Con il secondo motivo, si lamenta violazione e falsa applicazione degli artt. 101 e 102 c.p.c., dell’art. 130, d.lgs. n. 112/1998, dell’art. 10, d.l. n. 203/2005 (conv. con l. n. 248/2005), e dell’art. 3, comma 3, l. n. 104/1992, per avere il Tribunale ritenuto che la legittimazione a resistere competesse all’INPS e non anche agli ulteriori enti preposti alla concessione delle provvidenze per i portatori di handicap grave (ancorché queste ultime, nella specie, non avessero formato oggetto di specifica domanda): ad avviso dell’Istituto, infatti, la legittimazione a resistere andrebbe individuata in relazione alle pretese concretamente azionate in giudizio, anche in considerazione del fatto che – come già affermato da questa Corte con la sentenza n. 6565 del 2004 – l’accertamento dello stato invalidante intervenuto nei confronti dell’INPS non potrebbe far stato nei confronti degli altri enti preposti all’erogazione delle provvidenze di cui può essere beneficiario il portatore di handicap grave.

## MATERIALE FORNITO
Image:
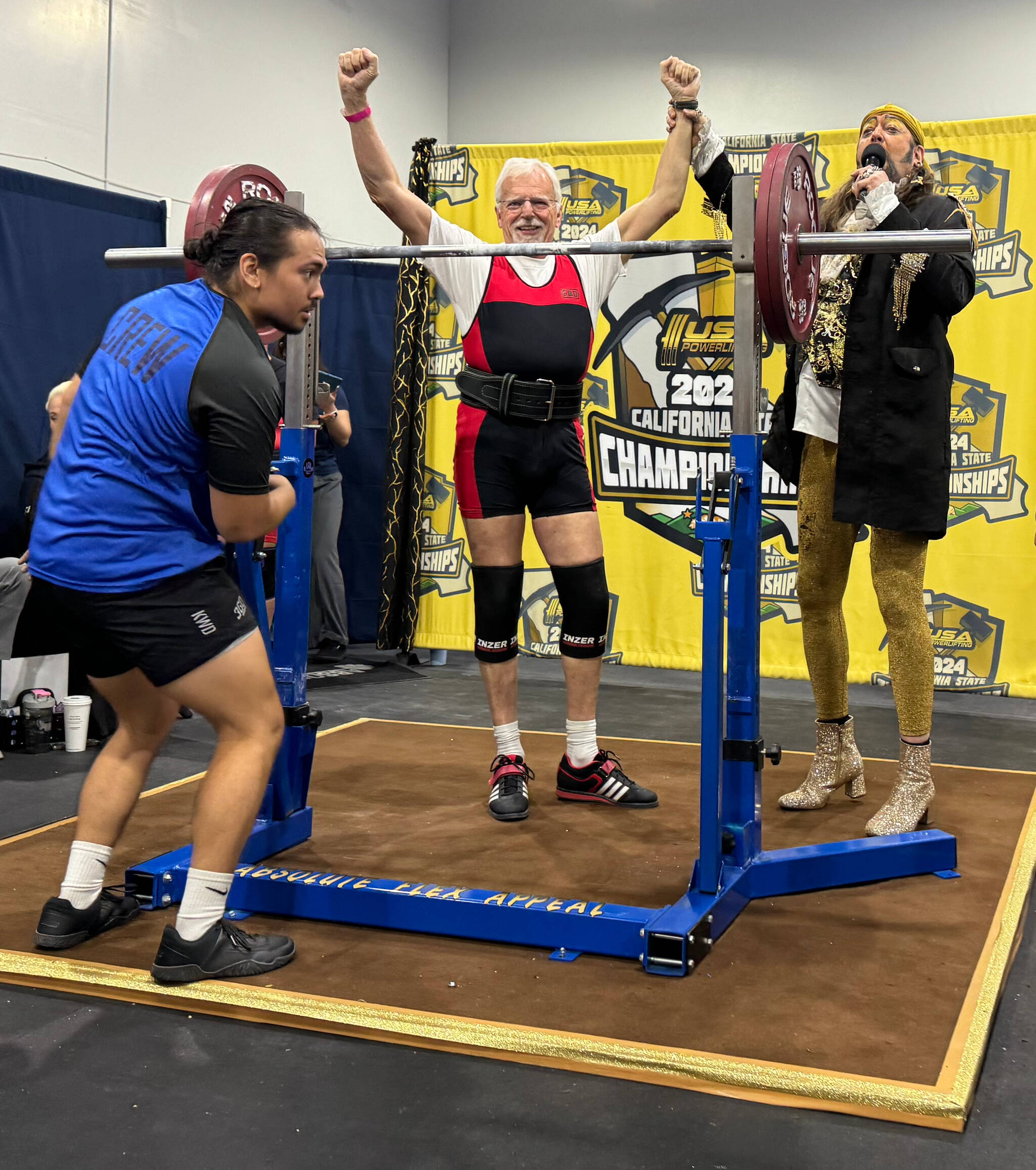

## OBIETTIVO
Riprendi il brano giuridico sul secondo motivo di ricorso e prosegui dopo la sua ultima frase.

## RISPOSTA
I due motivi possono essere esaminati congiuntamente, stante l’intima connessione delle censure, e sono infondati: reputa infatti il Collegio di dover dare continuità all’orientamento recentemente espresso da Cass. n. 24953 del 2021, che – a seguito di ordinanza interlocutoria n. 27919 del 2020 della Sesta sezione civile di questa Corte – ha definitivamente superato il diverso orientamento fatto proprio da Cass. n. 11919 del 2015, affermando sia che l’interesse ad agire in accertamento tecnico preventivo per il riconoscimento della condizione di portatore di handicap grave sussiste indipendentemente dalla specificazione di un determinato beneficio, sia che il legittimato passivo di un’azione del genere è da individuarsi nell’INPS.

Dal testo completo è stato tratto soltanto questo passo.